• [Task to carry out]: From the line containing "Query: trimmed bush" to the end of the listing, copy each line exactly and leave out all others.

• [Data for analysis]:
--- --- ---
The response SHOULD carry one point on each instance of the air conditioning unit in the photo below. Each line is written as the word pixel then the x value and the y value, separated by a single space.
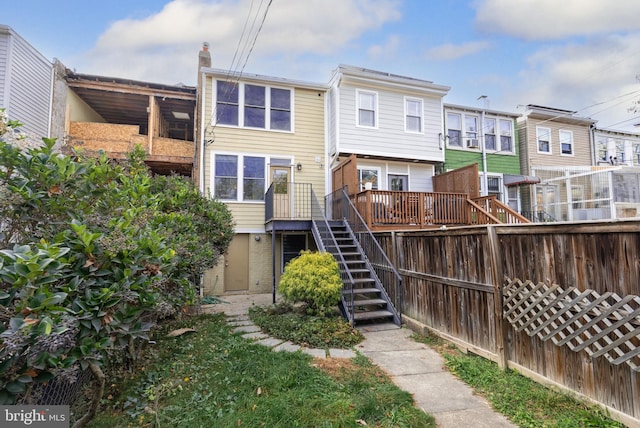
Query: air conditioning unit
pixel 472 143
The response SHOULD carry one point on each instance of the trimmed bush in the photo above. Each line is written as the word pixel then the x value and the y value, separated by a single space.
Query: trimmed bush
pixel 312 278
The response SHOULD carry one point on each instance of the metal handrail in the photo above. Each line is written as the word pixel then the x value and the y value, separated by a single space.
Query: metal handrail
pixel 327 243
pixel 377 258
--- --- ---
• [Written solution]:
Query: trimmed bush
pixel 312 278
The response SHOULD carry one point on each instance of the metal handrail in the photo above. Each line is written as the word pixel then the x value and the y value, separated by a single space.
Query: metal handrail
pixel 327 243
pixel 377 258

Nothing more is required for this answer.